● Ausgangstext:
++++++++

Stempel erzählen Geschichten

Wittlich · Seit mehr als 100 Jahren werden Briefe aus Wittlich in die USA verschickt. Eduard Naß stellte bei den Briefmarkenfreunden, den sogenannten Philatelisten, in Wittlich solche Briefe aus seiner Sammlung vor. Nicht jeder dieser Briefe kam allerdings an. Die Poststempel erzählen deren Geschichte.

 Eduard Naß erklärt Wolfgang Altmann, was er anhand der Poststempel alles über die Briefe sagen kann. TV-Foto: Manuel Lauterborn

Eduard Naß erklärt Wolfgang Altmann, was er anhand der Poststempel alles über die Briefe sagen kann. TV-Foto: Manuel Lauterborn

Wittlich. Slater & Morrill war eine Schuhfabrik in South Braintree im US-Bundesstaat Massachusetts. Das lässt sich heutzutage im Internet leicht herausfinden. Was genau E.R. aus Minderlittgen im November 1922 an einen gewissen Hans Bersing von Slater & Morrill geschrieben hat, das hat Eduard Naß nicht verraten. Er hat den Brief im vergangenen Herbst auf Ebay ersteigert. Wer genau E. R. ist, ob Mann oder Frau, das lässt sich heute nicht mehr nachvollziehen. Aber auf welchem Weg der Brief aus Minderlittgen nach South Braintree kam, das weiß Eduard Naß genau.

++++++++

● Hinweise zur Aufgabe:
Gib aus dem Artikel über die Poststempel den Abschnitt wortgetreu aus, der bei „Wittlich · Seit“ beginnt und bei „erzählen deren Geschichte.“ endet. Das Material spielt hierfür keine Rolle.

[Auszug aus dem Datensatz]
++++++++

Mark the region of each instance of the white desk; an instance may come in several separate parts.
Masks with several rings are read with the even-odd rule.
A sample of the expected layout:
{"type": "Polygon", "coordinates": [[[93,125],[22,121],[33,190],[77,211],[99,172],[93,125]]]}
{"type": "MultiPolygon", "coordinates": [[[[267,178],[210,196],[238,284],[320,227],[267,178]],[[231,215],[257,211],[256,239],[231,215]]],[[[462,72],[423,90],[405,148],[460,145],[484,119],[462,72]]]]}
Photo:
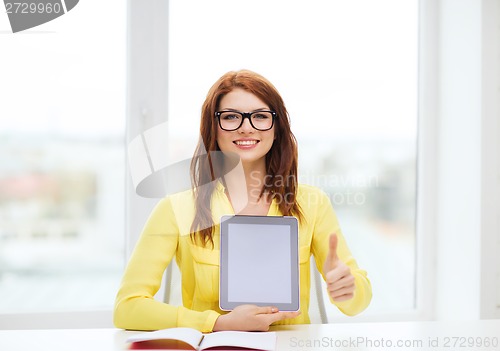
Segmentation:
{"type": "MultiPolygon", "coordinates": [[[[272,328],[277,350],[500,350],[500,320],[313,324],[272,328]],[[489,346],[485,346],[489,345],[489,346]]],[[[122,351],[119,329],[2,330],[1,351],[122,351]]]]}

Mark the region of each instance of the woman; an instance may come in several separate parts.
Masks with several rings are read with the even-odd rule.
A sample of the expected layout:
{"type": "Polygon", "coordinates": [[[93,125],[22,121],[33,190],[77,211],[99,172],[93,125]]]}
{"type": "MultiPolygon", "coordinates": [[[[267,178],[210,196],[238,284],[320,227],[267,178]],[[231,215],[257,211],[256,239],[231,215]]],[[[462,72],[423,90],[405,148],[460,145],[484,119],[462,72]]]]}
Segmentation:
{"type": "Polygon", "coordinates": [[[309,323],[311,254],[331,302],[347,315],[363,311],[371,300],[370,282],[347,248],[328,197],[297,183],[296,140],[276,88],[251,71],[223,75],[203,104],[200,132],[191,165],[193,190],[161,200],[152,212],[117,294],[115,325],[210,332],[309,323]],[[242,167],[234,167],[235,155],[242,167]],[[299,219],[301,311],[253,305],[229,313],[219,309],[217,221],[226,214],[299,219]],[[153,298],[174,256],[182,274],[183,306],[153,298]]]}

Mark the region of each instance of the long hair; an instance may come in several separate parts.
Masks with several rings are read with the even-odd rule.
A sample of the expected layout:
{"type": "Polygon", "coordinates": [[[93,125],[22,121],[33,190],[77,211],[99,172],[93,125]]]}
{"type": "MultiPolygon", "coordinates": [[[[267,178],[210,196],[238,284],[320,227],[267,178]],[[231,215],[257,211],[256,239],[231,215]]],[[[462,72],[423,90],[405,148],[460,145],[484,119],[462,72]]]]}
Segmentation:
{"type": "Polygon", "coordinates": [[[215,180],[221,178],[222,158],[217,144],[218,124],[215,112],[220,100],[235,88],[244,89],[276,112],[275,140],[266,154],[267,178],[261,195],[277,200],[278,208],[284,216],[297,216],[302,213],[297,203],[297,140],[290,129],[290,119],[283,99],[278,90],[261,75],[248,71],[232,71],[224,74],[208,91],[201,111],[200,139],[191,162],[191,182],[194,189],[195,217],[191,225],[191,239],[201,239],[205,246],[213,246],[214,222],[211,212],[211,198],[215,189],[215,180]],[[219,153],[214,153],[218,151],[219,153]]]}

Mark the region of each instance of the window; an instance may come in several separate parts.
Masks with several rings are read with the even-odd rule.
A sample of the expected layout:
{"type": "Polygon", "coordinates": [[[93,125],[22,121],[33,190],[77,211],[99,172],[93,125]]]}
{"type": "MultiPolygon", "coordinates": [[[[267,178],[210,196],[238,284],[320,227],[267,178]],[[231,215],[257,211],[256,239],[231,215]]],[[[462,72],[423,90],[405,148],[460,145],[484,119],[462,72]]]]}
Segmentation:
{"type": "Polygon", "coordinates": [[[414,310],[418,2],[172,1],[169,21],[171,155],[192,155],[217,78],[264,75],[290,113],[300,180],[329,194],[368,271],[366,313],[414,310]]]}
{"type": "Polygon", "coordinates": [[[0,36],[0,314],[112,308],[124,262],[125,9],[84,1],[0,36]]]}

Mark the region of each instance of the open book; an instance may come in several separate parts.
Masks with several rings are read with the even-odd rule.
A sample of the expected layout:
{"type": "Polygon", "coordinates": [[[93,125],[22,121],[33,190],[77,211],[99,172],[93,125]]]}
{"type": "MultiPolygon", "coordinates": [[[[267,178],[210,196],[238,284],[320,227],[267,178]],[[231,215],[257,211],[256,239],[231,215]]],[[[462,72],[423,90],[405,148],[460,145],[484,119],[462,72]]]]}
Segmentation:
{"type": "Polygon", "coordinates": [[[170,328],[132,335],[131,349],[265,350],[276,348],[275,332],[221,331],[203,334],[191,328],[170,328]]]}

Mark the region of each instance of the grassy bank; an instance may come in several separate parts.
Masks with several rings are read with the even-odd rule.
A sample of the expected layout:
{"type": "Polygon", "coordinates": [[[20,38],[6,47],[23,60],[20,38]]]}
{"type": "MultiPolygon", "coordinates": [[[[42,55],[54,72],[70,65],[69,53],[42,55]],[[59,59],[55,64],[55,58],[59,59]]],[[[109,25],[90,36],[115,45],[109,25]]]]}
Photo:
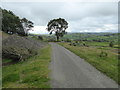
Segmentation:
{"type": "Polygon", "coordinates": [[[3,67],[3,88],[50,88],[50,52],[46,46],[26,61],[3,67]]]}
{"type": "Polygon", "coordinates": [[[65,48],[69,49],[76,55],[85,59],[95,68],[105,73],[107,76],[118,81],[118,54],[111,49],[104,49],[100,47],[85,47],[85,46],[70,46],[69,43],[59,43],[65,48]],[[107,53],[106,57],[100,57],[101,52],[107,53]]]}

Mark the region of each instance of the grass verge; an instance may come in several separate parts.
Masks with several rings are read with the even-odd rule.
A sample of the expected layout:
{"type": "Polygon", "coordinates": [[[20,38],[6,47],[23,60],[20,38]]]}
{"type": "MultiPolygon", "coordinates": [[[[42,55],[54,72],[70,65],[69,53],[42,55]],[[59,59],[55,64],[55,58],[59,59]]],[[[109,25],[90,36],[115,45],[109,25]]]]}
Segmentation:
{"type": "Polygon", "coordinates": [[[50,88],[48,77],[51,47],[40,49],[39,54],[14,65],[3,67],[3,88],[50,88]]]}
{"type": "Polygon", "coordinates": [[[111,52],[111,49],[106,50],[96,47],[70,46],[69,43],[59,44],[85,59],[95,68],[120,84],[120,81],[118,80],[118,76],[120,75],[118,72],[118,54],[111,52]],[[108,55],[106,57],[100,57],[101,51],[106,52],[108,55]]]}

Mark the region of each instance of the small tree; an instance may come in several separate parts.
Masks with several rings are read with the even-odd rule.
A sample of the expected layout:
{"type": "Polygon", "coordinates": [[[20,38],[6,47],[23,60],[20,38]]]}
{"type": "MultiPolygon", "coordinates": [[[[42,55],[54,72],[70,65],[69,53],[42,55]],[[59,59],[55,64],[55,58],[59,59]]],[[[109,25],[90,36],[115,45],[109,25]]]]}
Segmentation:
{"type": "Polygon", "coordinates": [[[55,32],[57,41],[59,41],[59,37],[63,37],[64,34],[66,34],[66,29],[68,28],[68,23],[65,19],[58,18],[53,19],[48,22],[47,30],[52,34],[55,32]]]}

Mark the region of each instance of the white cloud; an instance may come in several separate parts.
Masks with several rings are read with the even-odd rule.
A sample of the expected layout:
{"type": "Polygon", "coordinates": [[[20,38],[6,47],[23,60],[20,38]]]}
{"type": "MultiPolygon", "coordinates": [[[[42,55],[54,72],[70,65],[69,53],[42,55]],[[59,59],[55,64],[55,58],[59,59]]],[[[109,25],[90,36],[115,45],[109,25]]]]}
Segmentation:
{"type": "Polygon", "coordinates": [[[32,33],[47,33],[43,27],[59,17],[67,20],[68,32],[118,31],[117,2],[3,2],[2,8],[33,21],[32,33]]]}

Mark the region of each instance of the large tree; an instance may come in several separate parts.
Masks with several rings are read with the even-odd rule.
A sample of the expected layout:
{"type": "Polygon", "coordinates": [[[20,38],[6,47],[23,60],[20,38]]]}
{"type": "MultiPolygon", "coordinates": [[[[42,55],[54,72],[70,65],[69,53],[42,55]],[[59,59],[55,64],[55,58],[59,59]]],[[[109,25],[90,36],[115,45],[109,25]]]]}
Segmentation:
{"type": "Polygon", "coordinates": [[[23,31],[20,18],[16,16],[12,11],[2,10],[2,31],[14,34],[18,31],[23,31]]]}
{"type": "Polygon", "coordinates": [[[26,18],[21,19],[21,23],[23,25],[24,28],[24,32],[27,35],[28,31],[31,30],[34,26],[33,26],[33,22],[27,20],[26,18]]]}
{"type": "Polygon", "coordinates": [[[68,28],[68,23],[65,19],[58,18],[53,19],[48,22],[47,30],[52,34],[55,32],[57,41],[59,41],[60,37],[63,37],[64,34],[66,34],[66,29],[68,28]]]}

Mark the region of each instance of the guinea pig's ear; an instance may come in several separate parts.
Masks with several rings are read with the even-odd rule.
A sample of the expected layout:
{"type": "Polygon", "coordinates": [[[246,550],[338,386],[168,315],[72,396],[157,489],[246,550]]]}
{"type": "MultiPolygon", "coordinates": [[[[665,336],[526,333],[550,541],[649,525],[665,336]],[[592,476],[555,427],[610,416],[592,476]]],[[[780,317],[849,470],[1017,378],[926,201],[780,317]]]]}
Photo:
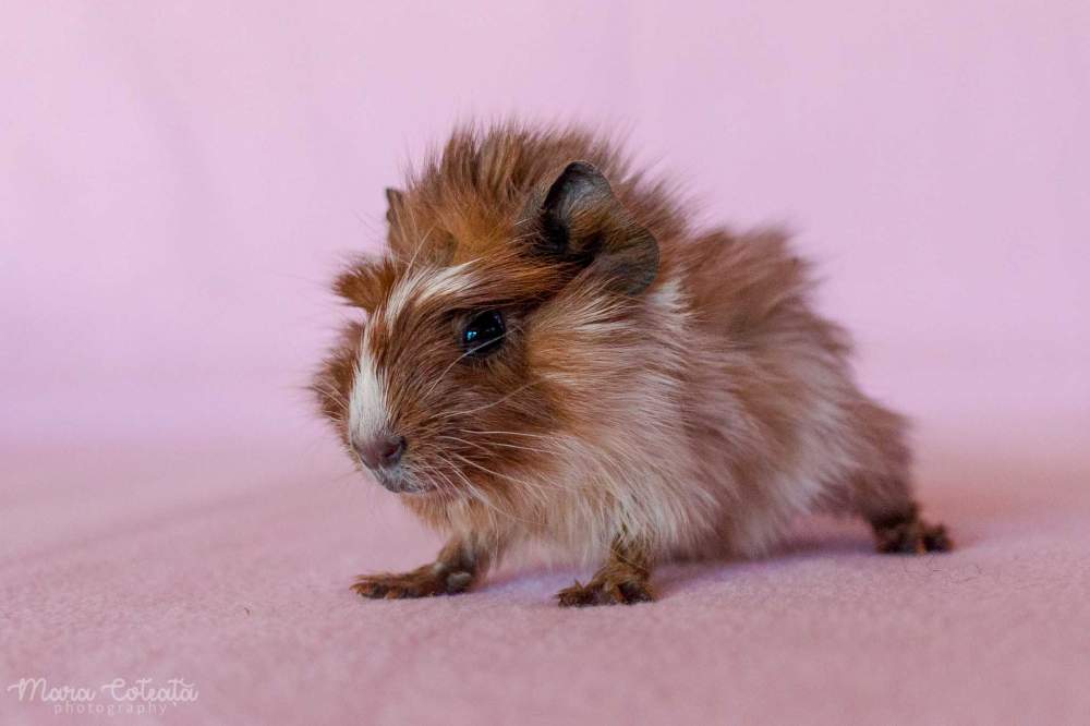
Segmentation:
{"type": "Polygon", "coordinates": [[[658,273],[658,243],[614,195],[593,165],[572,161],[530,201],[535,253],[602,274],[610,289],[637,295],[658,273]]]}
{"type": "Polygon", "coordinates": [[[392,186],[386,187],[386,221],[395,223],[405,198],[405,193],[392,186]]]}
{"type": "Polygon", "coordinates": [[[385,261],[358,259],[334,280],[334,292],[348,304],[372,313],[392,279],[393,269],[385,261]]]}

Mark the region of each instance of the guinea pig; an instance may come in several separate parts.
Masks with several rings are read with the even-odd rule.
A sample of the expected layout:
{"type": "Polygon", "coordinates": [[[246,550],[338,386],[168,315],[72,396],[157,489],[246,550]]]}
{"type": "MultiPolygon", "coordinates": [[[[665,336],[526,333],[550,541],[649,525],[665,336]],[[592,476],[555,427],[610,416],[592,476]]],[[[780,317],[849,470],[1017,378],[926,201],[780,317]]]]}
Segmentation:
{"type": "Polygon", "coordinates": [[[651,601],[657,562],[759,555],[818,511],[861,517],[879,552],[950,548],[905,420],[857,386],[785,234],[697,229],[608,138],[512,122],[457,130],[387,201],[312,388],[449,540],[360,595],[461,593],[546,542],[598,566],[560,605],[651,601]]]}

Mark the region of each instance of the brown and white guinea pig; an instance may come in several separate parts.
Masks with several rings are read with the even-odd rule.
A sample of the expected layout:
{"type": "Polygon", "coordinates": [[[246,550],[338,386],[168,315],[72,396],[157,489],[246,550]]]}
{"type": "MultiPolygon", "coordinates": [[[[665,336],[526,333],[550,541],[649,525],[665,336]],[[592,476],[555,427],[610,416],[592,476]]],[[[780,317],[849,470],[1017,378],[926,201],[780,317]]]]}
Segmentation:
{"type": "Polygon", "coordinates": [[[601,566],[561,605],[646,601],[655,562],[759,554],[814,511],[862,517],[881,552],[950,547],[783,234],[693,229],[573,129],[459,130],[387,197],[388,251],[335,282],[365,316],[313,389],[449,542],[361,595],[459,593],[545,541],[601,566]]]}

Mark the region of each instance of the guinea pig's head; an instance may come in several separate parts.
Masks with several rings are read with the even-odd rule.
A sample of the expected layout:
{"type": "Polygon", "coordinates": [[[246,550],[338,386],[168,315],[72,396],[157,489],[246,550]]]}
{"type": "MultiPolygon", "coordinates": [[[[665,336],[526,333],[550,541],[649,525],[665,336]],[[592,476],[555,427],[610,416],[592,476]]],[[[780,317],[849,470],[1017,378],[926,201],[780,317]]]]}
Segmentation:
{"type": "Polygon", "coordinates": [[[565,456],[558,432],[585,423],[566,400],[595,395],[580,366],[609,359],[610,325],[658,269],[654,237],[591,164],[463,181],[387,192],[388,252],[335,282],[365,315],[313,384],[350,456],[400,494],[534,486],[526,472],[565,456]]]}

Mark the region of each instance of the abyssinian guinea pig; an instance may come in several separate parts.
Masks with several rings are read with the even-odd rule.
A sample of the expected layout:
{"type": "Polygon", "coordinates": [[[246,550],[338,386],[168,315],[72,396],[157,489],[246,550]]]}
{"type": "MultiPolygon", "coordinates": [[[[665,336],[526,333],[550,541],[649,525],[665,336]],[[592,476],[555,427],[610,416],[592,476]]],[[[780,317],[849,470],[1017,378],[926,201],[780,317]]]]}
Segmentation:
{"type": "Polygon", "coordinates": [[[782,233],[694,229],[578,129],[463,128],[387,198],[387,251],[335,282],[364,314],[313,390],[449,542],[361,595],[460,593],[546,541],[600,565],[561,605],[647,601],[656,562],[762,553],[814,511],[862,517],[880,552],[950,547],[782,233]]]}

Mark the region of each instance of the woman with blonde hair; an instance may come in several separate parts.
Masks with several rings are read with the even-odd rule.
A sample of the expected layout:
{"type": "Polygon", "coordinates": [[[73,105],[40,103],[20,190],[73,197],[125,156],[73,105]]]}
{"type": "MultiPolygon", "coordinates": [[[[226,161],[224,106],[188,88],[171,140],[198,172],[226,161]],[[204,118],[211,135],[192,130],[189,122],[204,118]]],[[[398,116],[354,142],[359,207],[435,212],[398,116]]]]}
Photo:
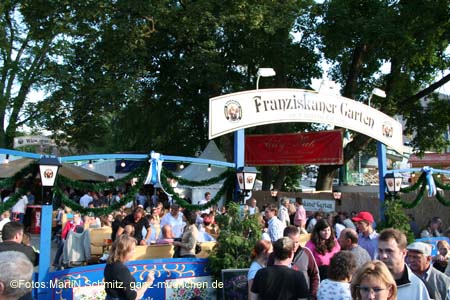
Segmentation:
{"type": "Polygon", "coordinates": [[[258,272],[259,269],[266,267],[267,259],[269,258],[270,253],[272,253],[272,243],[270,241],[257,241],[255,247],[253,247],[251,254],[251,258],[253,261],[247,274],[249,299],[251,299],[250,295],[253,285],[253,279],[255,278],[256,272],[258,272]]]}
{"type": "Polygon", "coordinates": [[[446,240],[437,243],[438,254],[433,257],[433,267],[445,273],[450,258],[450,245],[446,240]]]}
{"type": "Polygon", "coordinates": [[[305,247],[311,250],[316,259],[320,280],[327,278],[331,258],[341,250],[333,226],[326,219],[318,220],[305,247]]]}
{"type": "Polygon", "coordinates": [[[353,277],[350,289],[354,300],[397,300],[394,277],[379,260],[365,263],[353,277]]]}
{"type": "Polygon", "coordinates": [[[155,273],[149,272],[142,284],[136,284],[125,263],[134,255],[136,239],[122,234],[114,241],[106,262],[104,277],[106,300],[141,299],[145,291],[153,284],[155,273]],[[135,289],[135,287],[139,287],[135,289]]]}

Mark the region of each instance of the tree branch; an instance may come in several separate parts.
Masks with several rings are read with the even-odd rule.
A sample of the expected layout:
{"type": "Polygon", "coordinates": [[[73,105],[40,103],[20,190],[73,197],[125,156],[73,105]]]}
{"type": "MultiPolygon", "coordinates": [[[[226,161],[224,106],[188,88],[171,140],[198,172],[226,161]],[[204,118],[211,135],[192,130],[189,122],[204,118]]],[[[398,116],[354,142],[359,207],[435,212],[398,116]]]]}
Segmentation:
{"type": "Polygon", "coordinates": [[[443,86],[444,84],[446,84],[447,82],[450,81],[450,74],[442,77],[439,81],[429,85],[427,88],[421,90],[420,92],[418,92],[417,94],[406,98],[406,102],[413,102],[413,101],[417,101],[429,94],[431,94],[433,91],[435,91],[436,89],[440,88],[441,86],[443,86]]]}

++++++++

● Ergebnis der Übung:
Wittlich · Seit mehr als 100 Jahren werden Briefe aus Wittlich in die USA verschickt. Eduard Naß stellte bei den Briefmarkenfreunden, den sogenannten Philatelisten, in Wittlich solche Briefe aus seiner Sammlung vor. Nicht jeder dieser Briefe kam allerdings an. Die Poststempel erzählen deren Geschichte.